* Things to do:
A. Copy the passage in the blog text about computers and software from "I remember even" to "increased credentialism, etc." word for word.
B. Write the next part of the blog text about computers and software, starting right after its last sentence.

* Text for analysis:
In other words, if you measure my IQ using more math-based assessments, I generally score in the 50-70 range (which is firmly in the mentally retarded category), and if you use a more verbal-based testing regimen, I break the test, scoring off the charts.

Yeah, but of course there is no such thing as natural talent. That wouldn’t be egalitarian.

Jul 31


When your article starts off with an obvious sophism such as this, why should I even bother to read the rest?

With the disappearance of the desktop computer and the downfall of the desk phone….

The desktop computer is not disappearing. Not going anywhere. In 10 years, there will be nearly as many and used almost as commonly as they are now, at least in the business world.

Selfishly speaking, what I really like about the average person abandoning a real computer is that they will be at a huge disadvantage in the business world to me.

Any monkey can learn to use a tablet in five minutes. But they don’t really help you with productivity except in edge cases (looking at a Powerpoint before a meeting, for example). But being competent and well-versed with a general purpose computer – well, the fewer people who are capable of that, the better for me.

By 2025 or so, I suspect we will go back to the state of users in about 1998 or so – approximately 2-3% competent with any real productivity tool, and the rest incapable of touch typing or being able to use a real work machine.

Jul 31

World has changed

I remember even as recently as five or six years ago, I’d eagerly await software updates, glad of the new features and increased capabilities.

But gradually I’ve learned to dread software updates as these days all they do is to remove features, reduce capabilities and generally make my life worse.

Now a posteriori – that is, from so many observed instances in the wild – I generally try to do anything I can to minimize the amount of upgrades that occur since nothing good will come of it.

But why is modern software so user hostile?

There probably isn’t one reason only. There never is an human affairs. But as I’ve noted before, software can’t help but respond to and reproduce general trends in society. And society right now is much about removing control and self-determination from individuals – with NSA spying, decreased funding for social programs, increased credentialism, etc.

Mozilla’s now-cachetic Firefox is the example I use most, but there are many others.

If a software update happens to a regular user/consumer product these days, I can almost guarantee that it will get worse. (Interestingly, software for enterprise-class products which I also use extensively is still improving.)

* Record excerpts:
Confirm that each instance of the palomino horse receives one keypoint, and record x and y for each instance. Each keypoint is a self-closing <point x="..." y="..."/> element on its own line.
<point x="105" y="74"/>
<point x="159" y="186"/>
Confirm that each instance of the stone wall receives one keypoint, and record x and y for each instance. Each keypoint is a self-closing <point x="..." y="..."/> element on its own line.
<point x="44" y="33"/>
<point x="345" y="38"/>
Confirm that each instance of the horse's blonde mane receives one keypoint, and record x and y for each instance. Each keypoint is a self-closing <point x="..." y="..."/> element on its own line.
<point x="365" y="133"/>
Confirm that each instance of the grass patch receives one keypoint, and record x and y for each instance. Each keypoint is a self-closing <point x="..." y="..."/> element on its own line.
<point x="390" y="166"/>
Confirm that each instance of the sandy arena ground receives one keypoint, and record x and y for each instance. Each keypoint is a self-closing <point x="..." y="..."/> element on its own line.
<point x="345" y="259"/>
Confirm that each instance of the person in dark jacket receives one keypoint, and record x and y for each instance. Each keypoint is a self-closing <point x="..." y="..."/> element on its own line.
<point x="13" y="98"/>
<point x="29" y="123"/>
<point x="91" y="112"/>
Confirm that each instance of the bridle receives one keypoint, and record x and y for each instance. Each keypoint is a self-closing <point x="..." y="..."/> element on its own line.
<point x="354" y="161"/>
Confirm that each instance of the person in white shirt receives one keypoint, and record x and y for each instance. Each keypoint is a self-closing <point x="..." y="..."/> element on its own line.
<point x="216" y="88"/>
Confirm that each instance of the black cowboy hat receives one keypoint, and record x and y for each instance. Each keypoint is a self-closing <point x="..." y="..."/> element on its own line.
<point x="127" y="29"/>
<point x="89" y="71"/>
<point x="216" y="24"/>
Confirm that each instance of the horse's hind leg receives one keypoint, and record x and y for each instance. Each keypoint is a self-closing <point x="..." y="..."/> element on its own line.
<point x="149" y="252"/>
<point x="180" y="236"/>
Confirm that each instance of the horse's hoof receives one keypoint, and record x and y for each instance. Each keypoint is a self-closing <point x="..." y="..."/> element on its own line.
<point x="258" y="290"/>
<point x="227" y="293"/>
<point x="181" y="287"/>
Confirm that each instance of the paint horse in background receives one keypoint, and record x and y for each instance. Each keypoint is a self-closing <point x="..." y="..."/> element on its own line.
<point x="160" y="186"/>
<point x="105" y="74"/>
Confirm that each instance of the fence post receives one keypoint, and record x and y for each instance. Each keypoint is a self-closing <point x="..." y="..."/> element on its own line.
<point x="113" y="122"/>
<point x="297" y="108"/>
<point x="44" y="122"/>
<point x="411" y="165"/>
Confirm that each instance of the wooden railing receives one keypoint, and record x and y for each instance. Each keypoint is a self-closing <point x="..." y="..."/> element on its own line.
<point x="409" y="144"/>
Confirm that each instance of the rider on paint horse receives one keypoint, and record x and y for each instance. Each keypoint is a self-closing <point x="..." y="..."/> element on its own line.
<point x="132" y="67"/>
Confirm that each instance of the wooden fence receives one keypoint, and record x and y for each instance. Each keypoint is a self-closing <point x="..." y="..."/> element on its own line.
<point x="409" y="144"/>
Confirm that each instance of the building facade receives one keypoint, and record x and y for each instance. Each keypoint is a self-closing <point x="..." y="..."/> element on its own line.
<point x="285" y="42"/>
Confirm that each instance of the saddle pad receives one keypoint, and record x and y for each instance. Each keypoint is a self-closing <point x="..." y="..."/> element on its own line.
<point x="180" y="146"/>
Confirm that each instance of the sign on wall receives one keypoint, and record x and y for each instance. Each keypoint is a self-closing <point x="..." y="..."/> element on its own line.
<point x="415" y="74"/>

* Results in order:
A.
I remember even as recently as five or six years ago, I’d eagerly await software updates, glad of the new features and increased capabilities.

But gradually I’ve learned to dread software updates as these days all they do is to remove features, reduce capabilities and generally make my life worse.

Now a posteriori – that is, from so many observed instances in the wild – I generally try to do anything I can to minimize the amount of upgrades that occur since nothing good will come of it.

But why is modern software so user hostile?

There probably isn’t one reason only. There never is an human affairs. But as I’ve noted before, software can’t help but respond to and reproduce general trends in society. And society right now is much about removing control and self-determination from individuals – with NSA spying, decreased funding for social programs, increased credentialism, etc.

B.
I used to be firmly opposed to this, but perhaps there should be some sort of licensing that occurs – similar to a driver’s license test – before one can use a computer, tablet or smart phone.

Would this help? I don’t know. Probably not. But I don’t have any better ideas until someone creates a gene-inserting virus that raises IQ by 30 points.

Jul 30


I know it’s for internal politics reasons – the same reason we invaded Iraq – but I can’t really understand what exactly Israel hopes to gain long-term with the Gaza slaughter.

Of course, long-term planning isn’t exactly humanity’s strong suit. As most corporations prove, even large organizations only think a quarter ahead or so.

Why should an entire country be any different?

Jul 29

Testing testing 1… 2… jackboot

I recently set up a test lab of Windows Server 2012 virtual machines for something I’m working on, and I called the group policy for the notional workers “Staff Oppression” to make it seem more like a real company.

Now to add the “Machine reboots unpredictably approximately every five minutes” script….

Jul 29


It bothers me that if my partner and I ever started a successful company together, I’d probably automatically get more credit than she does just because I am male.

This despite the fact that we both have really different strengths and weaknesses and in many areas she’s much better, more trained and smarter than me.

Depending on the type of company we started, there’s every chance she’d be the lead and I’d be essentially the assistant – for instance, if we started a programming consultancy with some infrastructure services thrown in.